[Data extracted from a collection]
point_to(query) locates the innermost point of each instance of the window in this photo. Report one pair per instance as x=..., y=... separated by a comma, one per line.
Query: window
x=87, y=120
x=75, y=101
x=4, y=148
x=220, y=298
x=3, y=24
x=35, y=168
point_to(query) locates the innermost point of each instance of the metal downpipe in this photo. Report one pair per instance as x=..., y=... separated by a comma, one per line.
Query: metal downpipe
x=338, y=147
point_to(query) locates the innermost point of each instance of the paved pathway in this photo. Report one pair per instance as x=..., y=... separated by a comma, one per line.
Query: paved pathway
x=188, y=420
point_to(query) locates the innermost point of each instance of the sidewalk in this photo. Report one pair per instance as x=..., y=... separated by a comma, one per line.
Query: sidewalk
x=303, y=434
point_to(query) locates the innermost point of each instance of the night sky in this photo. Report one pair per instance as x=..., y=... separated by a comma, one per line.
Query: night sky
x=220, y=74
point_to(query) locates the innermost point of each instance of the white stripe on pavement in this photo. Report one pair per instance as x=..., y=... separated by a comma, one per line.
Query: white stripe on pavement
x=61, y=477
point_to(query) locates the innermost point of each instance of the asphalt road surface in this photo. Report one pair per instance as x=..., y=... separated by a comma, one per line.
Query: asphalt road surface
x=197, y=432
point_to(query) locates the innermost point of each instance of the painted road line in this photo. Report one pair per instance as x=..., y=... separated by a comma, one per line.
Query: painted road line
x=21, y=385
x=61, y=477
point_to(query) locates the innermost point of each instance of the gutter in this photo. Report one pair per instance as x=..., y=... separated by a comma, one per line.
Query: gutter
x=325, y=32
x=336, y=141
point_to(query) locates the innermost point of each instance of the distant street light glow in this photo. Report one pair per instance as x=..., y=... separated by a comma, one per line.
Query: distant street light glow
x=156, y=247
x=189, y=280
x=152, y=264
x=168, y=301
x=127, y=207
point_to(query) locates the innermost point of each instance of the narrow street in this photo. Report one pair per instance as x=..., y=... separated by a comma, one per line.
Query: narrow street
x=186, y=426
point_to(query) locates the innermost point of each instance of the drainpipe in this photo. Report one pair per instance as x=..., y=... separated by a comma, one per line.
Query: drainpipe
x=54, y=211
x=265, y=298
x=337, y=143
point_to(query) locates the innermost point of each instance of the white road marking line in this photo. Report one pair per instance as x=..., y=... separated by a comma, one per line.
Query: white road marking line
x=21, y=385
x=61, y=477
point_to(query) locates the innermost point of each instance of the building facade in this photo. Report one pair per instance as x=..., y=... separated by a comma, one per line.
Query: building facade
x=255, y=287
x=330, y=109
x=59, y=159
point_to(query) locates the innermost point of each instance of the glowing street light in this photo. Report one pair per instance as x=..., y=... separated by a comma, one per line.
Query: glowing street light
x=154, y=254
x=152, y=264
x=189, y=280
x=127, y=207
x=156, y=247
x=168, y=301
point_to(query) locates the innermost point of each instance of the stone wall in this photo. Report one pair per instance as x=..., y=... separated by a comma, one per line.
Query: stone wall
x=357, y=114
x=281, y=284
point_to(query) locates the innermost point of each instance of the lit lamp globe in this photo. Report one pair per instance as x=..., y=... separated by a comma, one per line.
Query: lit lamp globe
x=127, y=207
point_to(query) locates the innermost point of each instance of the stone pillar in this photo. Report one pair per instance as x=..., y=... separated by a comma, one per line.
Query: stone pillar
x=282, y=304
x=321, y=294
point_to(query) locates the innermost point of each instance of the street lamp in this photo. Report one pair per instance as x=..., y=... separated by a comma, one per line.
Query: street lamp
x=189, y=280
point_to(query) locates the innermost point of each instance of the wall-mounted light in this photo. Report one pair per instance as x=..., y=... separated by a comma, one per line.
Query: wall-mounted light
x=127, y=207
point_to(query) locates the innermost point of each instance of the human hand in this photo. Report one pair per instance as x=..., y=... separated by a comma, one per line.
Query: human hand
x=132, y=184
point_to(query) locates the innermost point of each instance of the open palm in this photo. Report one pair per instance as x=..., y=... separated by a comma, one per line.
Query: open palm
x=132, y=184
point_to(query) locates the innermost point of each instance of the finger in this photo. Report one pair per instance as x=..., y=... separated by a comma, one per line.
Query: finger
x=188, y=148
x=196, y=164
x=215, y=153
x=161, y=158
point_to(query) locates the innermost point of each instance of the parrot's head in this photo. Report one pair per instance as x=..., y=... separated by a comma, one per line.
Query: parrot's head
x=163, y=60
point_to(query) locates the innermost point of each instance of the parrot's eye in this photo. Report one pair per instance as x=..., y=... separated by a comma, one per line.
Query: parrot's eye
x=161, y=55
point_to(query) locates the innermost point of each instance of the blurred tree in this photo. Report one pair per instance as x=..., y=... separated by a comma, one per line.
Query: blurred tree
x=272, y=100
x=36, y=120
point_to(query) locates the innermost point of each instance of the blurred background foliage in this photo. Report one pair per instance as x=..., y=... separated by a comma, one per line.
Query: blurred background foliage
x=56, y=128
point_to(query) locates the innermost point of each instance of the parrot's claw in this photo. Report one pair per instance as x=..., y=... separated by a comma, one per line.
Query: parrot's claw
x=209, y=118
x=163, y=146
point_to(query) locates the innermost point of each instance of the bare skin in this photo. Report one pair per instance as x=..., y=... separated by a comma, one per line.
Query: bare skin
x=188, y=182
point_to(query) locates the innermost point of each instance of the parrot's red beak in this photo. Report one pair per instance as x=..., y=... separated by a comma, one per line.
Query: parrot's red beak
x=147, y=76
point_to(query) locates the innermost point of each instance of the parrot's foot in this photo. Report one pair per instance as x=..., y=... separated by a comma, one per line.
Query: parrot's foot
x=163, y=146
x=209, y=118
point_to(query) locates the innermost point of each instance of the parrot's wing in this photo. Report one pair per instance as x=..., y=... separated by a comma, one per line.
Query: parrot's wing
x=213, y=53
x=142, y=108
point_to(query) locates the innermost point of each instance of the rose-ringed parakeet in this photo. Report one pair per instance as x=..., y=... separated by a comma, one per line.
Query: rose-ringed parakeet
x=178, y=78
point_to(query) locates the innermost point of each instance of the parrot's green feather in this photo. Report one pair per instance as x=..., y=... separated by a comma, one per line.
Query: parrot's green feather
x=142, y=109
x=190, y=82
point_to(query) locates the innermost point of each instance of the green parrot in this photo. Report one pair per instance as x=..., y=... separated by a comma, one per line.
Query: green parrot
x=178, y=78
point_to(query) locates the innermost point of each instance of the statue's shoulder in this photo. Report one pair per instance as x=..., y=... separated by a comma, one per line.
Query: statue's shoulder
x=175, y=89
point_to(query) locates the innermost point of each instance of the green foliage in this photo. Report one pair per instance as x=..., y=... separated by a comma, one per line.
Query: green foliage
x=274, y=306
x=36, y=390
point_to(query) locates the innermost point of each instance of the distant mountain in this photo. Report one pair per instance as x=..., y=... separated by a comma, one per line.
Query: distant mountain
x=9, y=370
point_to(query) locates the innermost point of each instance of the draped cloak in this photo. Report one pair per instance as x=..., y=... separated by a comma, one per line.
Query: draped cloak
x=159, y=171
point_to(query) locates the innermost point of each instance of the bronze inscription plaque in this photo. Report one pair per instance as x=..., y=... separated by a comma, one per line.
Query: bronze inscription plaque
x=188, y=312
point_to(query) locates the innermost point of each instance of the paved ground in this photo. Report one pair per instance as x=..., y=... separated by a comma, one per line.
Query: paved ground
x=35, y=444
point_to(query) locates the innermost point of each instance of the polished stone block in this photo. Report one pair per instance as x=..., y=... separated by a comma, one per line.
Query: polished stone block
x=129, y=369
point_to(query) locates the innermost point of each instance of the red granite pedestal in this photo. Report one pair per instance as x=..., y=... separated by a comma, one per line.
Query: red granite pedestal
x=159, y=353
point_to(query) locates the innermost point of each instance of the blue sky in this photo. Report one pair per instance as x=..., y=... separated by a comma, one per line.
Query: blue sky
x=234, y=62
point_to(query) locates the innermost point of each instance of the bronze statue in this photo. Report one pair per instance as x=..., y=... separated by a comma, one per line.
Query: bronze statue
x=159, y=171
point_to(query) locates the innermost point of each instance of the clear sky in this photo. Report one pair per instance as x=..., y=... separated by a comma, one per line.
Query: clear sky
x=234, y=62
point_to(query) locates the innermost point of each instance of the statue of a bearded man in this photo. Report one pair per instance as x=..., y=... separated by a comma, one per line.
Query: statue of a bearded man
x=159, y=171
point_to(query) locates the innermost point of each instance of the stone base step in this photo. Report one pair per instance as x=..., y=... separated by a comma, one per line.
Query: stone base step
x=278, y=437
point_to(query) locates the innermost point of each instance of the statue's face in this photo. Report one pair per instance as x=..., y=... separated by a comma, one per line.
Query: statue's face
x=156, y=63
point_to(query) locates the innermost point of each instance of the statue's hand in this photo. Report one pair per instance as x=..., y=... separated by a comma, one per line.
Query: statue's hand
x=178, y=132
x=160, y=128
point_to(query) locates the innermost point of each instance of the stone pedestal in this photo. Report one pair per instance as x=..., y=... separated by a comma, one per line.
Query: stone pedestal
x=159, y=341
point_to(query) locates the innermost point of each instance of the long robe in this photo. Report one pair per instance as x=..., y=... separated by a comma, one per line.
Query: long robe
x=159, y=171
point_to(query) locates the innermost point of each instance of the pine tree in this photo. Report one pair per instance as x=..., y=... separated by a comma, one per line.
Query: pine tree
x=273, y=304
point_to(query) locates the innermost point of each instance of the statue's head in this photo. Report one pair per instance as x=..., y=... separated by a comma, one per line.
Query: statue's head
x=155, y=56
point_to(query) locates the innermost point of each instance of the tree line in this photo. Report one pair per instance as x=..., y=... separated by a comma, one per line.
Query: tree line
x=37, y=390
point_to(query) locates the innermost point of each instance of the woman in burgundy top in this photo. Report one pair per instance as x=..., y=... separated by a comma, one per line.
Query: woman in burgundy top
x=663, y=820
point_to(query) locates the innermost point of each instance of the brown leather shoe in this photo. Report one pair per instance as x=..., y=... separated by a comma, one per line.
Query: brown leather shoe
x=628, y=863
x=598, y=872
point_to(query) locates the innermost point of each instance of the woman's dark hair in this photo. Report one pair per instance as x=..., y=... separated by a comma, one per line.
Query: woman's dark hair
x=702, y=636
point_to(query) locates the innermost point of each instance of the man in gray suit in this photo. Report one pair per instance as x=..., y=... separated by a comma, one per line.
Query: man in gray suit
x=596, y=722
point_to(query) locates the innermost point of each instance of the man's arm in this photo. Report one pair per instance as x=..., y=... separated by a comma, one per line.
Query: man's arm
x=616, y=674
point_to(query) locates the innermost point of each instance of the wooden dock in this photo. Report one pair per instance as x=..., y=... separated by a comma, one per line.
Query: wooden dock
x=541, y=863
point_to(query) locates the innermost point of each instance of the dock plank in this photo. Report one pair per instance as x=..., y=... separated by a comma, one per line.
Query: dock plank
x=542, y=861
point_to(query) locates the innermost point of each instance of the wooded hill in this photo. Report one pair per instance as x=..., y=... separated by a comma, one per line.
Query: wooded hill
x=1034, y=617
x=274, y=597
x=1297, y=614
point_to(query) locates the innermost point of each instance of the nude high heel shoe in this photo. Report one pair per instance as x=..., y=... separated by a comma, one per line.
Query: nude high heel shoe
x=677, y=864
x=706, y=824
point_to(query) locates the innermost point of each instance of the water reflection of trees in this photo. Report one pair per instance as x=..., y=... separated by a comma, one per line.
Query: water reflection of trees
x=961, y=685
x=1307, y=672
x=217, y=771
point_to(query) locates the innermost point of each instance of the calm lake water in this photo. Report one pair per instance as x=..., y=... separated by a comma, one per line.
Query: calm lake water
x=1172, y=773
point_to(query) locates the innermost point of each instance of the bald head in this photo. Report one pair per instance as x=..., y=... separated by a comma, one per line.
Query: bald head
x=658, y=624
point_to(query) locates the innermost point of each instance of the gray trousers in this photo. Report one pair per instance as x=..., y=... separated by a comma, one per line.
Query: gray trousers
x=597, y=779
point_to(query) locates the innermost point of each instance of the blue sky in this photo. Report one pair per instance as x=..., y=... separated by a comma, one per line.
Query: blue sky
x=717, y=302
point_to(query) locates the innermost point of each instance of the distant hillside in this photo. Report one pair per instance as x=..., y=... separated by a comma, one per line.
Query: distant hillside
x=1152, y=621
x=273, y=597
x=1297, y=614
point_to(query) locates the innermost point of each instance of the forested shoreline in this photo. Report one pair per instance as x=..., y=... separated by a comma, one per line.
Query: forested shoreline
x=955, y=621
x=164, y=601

• **Stated task**: Write out again the part of the items that opens with the line containing "the paved ground" and closes with the line containing "x=35, y=444", both lines included. Keep every line as it is, except shift each coordinate in the answers by adding 74 to it.

• **Exercise response**:
point_to(query) locates the innermost point of each instance of the paved ground in this photo. Report one pair per instance as x=..., y=... separated by a comma, one per line.
Query: paved ground
x=109, y=518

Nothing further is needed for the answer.